▶ [Exercise instructions] Print every item below verbatim, keeping each line as it stands.

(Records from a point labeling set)
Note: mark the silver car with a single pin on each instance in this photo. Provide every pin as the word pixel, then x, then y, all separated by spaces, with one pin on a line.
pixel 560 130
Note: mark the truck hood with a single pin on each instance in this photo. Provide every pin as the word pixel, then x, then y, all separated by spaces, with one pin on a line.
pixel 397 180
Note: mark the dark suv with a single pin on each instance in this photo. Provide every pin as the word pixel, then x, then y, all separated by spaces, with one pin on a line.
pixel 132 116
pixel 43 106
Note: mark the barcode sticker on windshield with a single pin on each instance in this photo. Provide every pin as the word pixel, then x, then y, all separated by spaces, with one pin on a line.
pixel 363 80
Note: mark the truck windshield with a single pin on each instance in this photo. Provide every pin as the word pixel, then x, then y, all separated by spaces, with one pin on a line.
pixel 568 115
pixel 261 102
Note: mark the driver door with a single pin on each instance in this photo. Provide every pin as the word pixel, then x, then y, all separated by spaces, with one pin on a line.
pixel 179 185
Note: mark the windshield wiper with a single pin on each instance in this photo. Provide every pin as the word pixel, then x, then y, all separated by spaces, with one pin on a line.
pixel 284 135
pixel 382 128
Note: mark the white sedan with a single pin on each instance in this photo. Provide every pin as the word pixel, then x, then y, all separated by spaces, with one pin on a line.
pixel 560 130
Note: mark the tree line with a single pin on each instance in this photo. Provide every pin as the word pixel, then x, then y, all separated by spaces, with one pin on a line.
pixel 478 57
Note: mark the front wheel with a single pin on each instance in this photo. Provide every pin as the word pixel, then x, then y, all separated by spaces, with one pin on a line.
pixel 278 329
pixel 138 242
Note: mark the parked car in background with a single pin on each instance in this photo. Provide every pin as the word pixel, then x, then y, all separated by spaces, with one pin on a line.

▶ [Response to the exercise]
Note: mark the silver car with a single pin on each instance in this photo. Provide every pin as the word pixel, then x, then y, all separated by spaces, with one pin on a line.
pixel 560 130
Note: mark the truck hood with a single pin on each instance in this photo. Provide every pin as the word pixel, then x, then y, all separated by spaces, with one pin on a line.
pixel 397 180
Note: mark the dark suv with a single pin on each instance in this photo. Provide every pin as the word pixel, then x, then y, all separated by spaces, with one pin on a line.
pixel 132 116
pixel 43 106
Note: mark the barcode sticker on windshield with a single pin on each instance in this photo. Provide every pin as the word pixel, then x, then y, all separated by spaces, with one pin on a line.
pixel 363 80
Note: mark the truck windshield with a single pin on each instance in this photo. Provide every pin as the word pixel, then x, then y, all separated by spaces, with one pin on a line.
pixel 568 115
pixel 261 102
Note: mark the driver door with a single pin on each instance in this photo. Provide every pin as the word pixel, then x, then y, all separated by spaces, with one pin on a line.
pixel 179 185
Note: mark the windshield wiper with a single pin on each instance in this photo. Provide every pin as the word pixel, then x, then y, all separated by spaces, with one pin on a line.
pixel 284 135
pixel 382 128
Note: mark the white sedan with a single pin on each instance in this photo. Provide every pin as the word pixel, then x, then y, all separated by spaces, with one pin on a line.
pixel 560 130
Note: mark the tree line with a single pin on each instance in this photo. Provide every pin as the word pixel, then x, then y, all separated by spaces, with one pin on a line.
pixel 478 57
Note: mark the front wheel with a single pin on each instance in this photo. Provide every pin as the word pixel, then x, then y, all separated by spaces, with one pin on a line.
pixel 278 329
pixel 138 242
Note: mark the parked car in background with a single pin on each instance in this photo. Provide every pin as the word pixel, then x, then y, all separated by spaces, with one pin on a line.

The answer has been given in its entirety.